Start of Material for this exercise

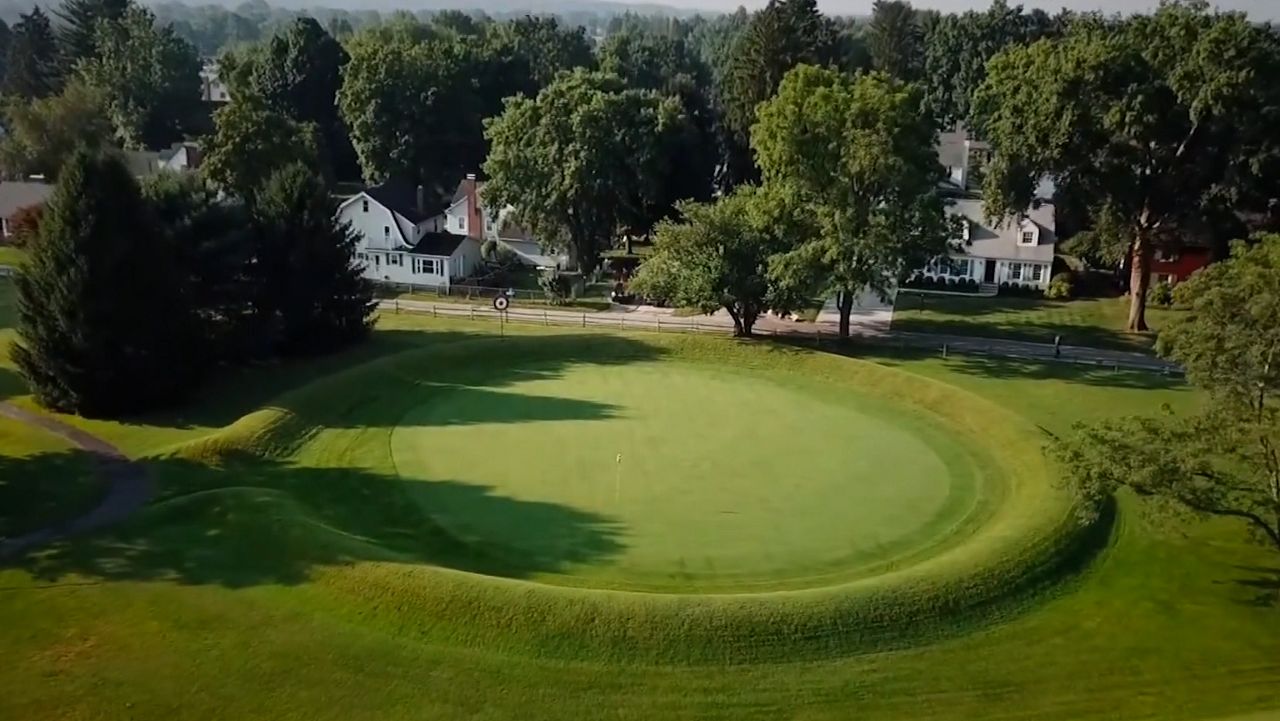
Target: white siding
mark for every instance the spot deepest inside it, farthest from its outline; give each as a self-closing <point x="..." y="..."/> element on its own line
<point x="397" y="267"/>
<point x="376" y="226"/>
<point x="465" y="259"/>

End of Material for this exercise

Output every entry exactly as given; pictures are not part of the copy.

Target: white siding
mark for every instance the spot deepest inside it, farthest from its outline; give each as a self-closing <point x="..." y="..."/> element on its own line
<point x="397" y="267"/>
<point x="376" y="226"/>
<point x="465" y="259"/>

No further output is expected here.